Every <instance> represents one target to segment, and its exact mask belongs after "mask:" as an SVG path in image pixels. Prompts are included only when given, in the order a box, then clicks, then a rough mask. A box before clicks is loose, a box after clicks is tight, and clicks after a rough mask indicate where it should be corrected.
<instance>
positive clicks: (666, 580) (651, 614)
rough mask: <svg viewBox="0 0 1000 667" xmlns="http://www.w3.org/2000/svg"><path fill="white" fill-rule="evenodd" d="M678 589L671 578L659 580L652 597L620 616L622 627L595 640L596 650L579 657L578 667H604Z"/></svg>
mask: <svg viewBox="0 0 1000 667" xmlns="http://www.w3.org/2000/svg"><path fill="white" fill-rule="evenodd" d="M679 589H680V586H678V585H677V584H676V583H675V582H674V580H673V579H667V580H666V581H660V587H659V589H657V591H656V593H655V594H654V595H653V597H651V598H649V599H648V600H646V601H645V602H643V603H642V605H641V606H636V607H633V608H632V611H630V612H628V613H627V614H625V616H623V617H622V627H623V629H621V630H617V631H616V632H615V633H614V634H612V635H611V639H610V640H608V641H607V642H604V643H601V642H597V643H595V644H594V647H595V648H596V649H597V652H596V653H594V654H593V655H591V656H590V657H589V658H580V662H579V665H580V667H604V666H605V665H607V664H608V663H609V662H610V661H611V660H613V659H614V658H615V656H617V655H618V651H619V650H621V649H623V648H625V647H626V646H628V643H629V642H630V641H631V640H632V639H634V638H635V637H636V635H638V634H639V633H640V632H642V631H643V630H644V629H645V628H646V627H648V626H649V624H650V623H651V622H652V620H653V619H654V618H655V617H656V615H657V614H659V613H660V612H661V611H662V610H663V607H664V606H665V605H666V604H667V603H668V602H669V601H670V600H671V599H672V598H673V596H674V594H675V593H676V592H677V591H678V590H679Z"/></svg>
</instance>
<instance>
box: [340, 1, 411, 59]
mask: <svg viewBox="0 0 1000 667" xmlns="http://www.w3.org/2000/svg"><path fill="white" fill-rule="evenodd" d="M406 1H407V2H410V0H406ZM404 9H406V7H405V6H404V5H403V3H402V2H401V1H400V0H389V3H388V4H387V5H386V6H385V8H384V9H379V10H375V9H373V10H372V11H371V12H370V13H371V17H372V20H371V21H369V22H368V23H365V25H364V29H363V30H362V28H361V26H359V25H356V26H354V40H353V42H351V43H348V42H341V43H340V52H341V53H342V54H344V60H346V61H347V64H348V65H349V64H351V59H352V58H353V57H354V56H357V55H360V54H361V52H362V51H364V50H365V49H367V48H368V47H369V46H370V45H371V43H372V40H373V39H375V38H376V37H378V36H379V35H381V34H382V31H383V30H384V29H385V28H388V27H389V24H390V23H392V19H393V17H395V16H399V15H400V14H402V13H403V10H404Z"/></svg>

ASSIGNMENT
Pull every line containing "instance" out of the data above.

EXERCISE RESULT
Every <instance> represents one target to segment, and its exact mask belongs after "mask:" as an SVG path in image pixels. Prompts are included only when given, in the order a box, then clicks, then a rough mask. A box before clicks is loose, a box after clicks is tight, and clicks after a rough mask indicate where it should be corrected.
<instance>
</instance>
<instance>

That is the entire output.